┏━━
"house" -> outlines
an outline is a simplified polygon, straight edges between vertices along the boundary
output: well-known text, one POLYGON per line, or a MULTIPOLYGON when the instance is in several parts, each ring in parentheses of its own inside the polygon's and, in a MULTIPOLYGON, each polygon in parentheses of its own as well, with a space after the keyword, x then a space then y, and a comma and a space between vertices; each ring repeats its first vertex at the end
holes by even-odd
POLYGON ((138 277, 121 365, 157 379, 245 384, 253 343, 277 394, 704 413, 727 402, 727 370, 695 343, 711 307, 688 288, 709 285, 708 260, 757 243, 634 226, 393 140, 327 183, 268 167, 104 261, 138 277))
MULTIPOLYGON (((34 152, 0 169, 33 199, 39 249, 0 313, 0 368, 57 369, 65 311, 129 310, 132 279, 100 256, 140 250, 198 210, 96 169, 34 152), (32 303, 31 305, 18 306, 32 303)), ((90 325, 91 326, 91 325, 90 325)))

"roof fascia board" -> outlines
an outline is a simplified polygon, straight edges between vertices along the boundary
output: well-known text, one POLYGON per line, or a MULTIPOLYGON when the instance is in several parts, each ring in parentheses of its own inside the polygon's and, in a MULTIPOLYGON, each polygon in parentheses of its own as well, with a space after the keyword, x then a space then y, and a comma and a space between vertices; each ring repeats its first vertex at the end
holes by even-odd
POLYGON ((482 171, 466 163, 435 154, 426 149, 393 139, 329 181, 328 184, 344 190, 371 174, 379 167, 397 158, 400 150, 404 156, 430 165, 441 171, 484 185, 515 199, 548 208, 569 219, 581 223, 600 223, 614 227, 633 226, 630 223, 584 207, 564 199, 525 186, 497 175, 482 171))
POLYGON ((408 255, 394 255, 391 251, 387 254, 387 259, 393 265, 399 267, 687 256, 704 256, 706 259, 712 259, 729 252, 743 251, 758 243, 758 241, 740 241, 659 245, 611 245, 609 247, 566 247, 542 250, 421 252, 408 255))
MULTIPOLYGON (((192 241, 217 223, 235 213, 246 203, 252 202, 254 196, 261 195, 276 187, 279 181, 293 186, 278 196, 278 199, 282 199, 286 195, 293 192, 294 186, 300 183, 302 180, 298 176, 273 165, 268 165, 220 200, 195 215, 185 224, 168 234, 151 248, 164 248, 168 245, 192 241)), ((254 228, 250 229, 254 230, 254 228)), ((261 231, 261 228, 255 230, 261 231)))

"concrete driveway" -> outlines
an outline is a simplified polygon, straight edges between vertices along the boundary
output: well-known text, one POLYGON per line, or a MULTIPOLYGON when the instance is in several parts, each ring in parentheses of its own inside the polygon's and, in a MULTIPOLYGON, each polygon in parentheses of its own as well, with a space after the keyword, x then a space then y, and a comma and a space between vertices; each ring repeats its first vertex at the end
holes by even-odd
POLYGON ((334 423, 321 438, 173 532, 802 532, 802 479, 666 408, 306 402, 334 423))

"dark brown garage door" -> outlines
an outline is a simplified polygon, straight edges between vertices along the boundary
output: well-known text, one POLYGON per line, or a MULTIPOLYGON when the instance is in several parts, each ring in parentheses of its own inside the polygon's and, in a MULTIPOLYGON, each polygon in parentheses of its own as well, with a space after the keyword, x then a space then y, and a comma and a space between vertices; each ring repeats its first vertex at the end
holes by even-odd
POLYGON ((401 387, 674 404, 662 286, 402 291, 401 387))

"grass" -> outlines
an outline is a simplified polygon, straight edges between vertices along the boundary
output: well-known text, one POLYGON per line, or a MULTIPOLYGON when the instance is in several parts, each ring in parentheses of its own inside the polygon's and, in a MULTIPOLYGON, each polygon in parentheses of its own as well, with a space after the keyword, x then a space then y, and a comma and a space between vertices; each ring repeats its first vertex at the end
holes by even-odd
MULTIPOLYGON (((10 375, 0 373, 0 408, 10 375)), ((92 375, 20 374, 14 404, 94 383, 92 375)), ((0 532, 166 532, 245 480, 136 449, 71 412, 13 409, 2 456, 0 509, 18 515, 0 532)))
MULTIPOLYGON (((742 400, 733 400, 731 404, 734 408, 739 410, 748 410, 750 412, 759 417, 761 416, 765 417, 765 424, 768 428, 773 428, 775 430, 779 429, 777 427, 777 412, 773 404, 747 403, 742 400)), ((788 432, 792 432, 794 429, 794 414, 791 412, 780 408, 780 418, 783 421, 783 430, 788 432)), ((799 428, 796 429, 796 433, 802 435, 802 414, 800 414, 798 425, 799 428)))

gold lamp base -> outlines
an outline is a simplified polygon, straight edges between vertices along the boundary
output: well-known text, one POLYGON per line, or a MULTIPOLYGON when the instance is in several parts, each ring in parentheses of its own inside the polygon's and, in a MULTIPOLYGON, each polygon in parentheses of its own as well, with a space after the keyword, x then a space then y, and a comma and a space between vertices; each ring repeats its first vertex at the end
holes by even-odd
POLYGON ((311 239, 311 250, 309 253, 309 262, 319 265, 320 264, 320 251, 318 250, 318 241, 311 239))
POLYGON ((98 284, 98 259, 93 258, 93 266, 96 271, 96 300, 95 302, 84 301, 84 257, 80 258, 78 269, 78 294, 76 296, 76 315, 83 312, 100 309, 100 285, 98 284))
┗━━
**EXERCISE:**
Collect every line in the items above that contains the string "outlines", and copy each one in full. Only matches with the same uppercase and lowercase letters count.

**EXERCISE RESPONSE:**
"house" -> outlines
"roof fascia board" -> outlines
"concrete driveway" -> outlines
"dark brown garage door" -> outlines
"grass" -> outlines
gold lamp base -> outlines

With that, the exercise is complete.